__FRAGMENTO PROPORCIONADO__:
────────────────
Para circunscribir un tema que de por sí englobaría todo lo posible, tanto lo existente en la “realidad objetiva” como lo imaginario, me limitaré a establecer relaciones entre el cuento (su creación y su lectura) y el acto erótico. Veamos como se vincula el erotismo con la literatura, y más específicamente, con el cuento. Lo primero que tiene que existir entre los participantes de un encuentro erótico, es la atracción. Pienso que mientras más intensa y desconocida, mejor. Relaciono toda esta atracción con una fuerza atávica, telúrica, irracional, que me lleva a buscar parentescos con otros ámbitos de la experiencia humana. Súbitamente viene a mí el célebre maelström del cuento de Poe: un remolino que engulle todo lo que se pone al alcance de su voracidad y que el narrador ve desde un acantilado. Pues un cuento, un buen cuento tiene que ser como ese remolino, como ese vórtice, al cual el buen lector no podrá resistirse. Tenemos aquí el primer ingrediente de la receta que podrá darnos dos platillos fuertes del menú que nos ofrecen Dios y/o la naturaleza: la celebración erótica y el banquete literario. Tenemos aquí también la primera gran metáfora que nos obliga a consubstanciar cuento con acto erótico: el remolino que atrae, atrapa y transforma, si es que la víctima sobrevive al vértigo. Con la celebración literaria y el banquete erótico debe ir aparejado el misterio: tanto el misterio de un buen cuento como el misterio de una mujer (voy a adoptar el punto de vista que más me conviene, acomoda y conozco, es decir, el masculino) deben ofrecer y conservar un núcleo de significación, una zona oscura, inaccesible, que permitan y obliguen a su posterior exploración. Una buena mujer, como un buen cuento, exigen relectura. Y en algunos casos esas relecturas pueden hacerse casi de manera cotidiana, con lo que tendríamos pues ese extraño fenómeno que se llama amor conyugal, que lleva el deleite más allá de la cama y más allá del momento.
────────────────
Ejemplos de detección
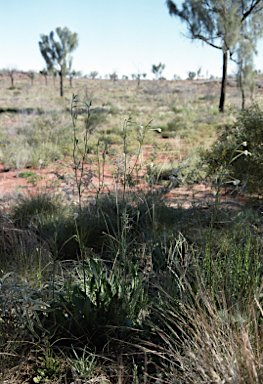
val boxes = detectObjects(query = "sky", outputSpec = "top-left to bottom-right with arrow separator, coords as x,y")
0,0 -> 263,79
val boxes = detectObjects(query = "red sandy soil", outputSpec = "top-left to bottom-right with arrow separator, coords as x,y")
0,154 -> 249,209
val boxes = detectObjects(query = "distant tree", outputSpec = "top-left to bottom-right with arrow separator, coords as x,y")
3,67 -> 17,87
89,71 -> 99,80
39,68 -> 48,86
166,0 -> 263,112
187,71 -> 196,80
27,71 -> 35,85
39,27 -> 78,96
66,56 -> 82,88
152,63 -> 165,80
196,67 -> 202,79
174,74 -> 181,80
109,72 -> 118,82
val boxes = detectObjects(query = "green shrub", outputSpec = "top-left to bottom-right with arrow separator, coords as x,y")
201,102 -> 263,194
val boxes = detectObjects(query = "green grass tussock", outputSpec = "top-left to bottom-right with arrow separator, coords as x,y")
0,79 -> 263,384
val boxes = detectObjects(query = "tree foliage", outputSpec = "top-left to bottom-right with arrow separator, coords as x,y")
39,27 -> 78,96
166,0 -> 263,112
152,63 -> 165,80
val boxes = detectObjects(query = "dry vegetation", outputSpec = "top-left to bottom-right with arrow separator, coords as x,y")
0,74 -> 263,384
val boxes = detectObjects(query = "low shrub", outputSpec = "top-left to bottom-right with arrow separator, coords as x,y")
201,102 -> 263,194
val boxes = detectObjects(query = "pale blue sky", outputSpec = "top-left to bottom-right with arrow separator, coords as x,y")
0,0 -> 263,79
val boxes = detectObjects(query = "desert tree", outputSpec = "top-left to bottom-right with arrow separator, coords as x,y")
3,67 -> 17,87
166,0 -> 263,112
173,73 -> 181,80
89,71 -> 99,80
152,63 -> 165,80
27,71 -> 35,85
39,68 -> 48,86
236,41 -> 255,110
39,27 -> 78,96
109,71 -> 118,82
187,71 -> 196,80
196,67 -> 202,79
66,56 -> 82,88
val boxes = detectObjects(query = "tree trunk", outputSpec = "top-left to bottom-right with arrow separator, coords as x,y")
241,88 -> 246,111
219,51 -> 227,113
59,69 -> 63,97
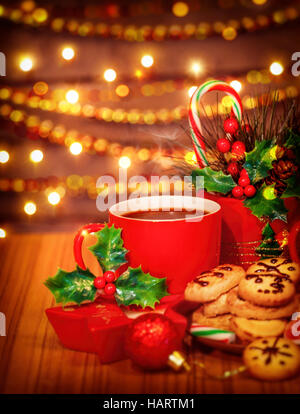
────────────────
Según el fragmento sobre el cuento y el acto erótico, ¿qué es lo primero que tiene que existir entre los participantes de un encuentro erótico?

__RESPUESTA ESCRITA__:
La atracción.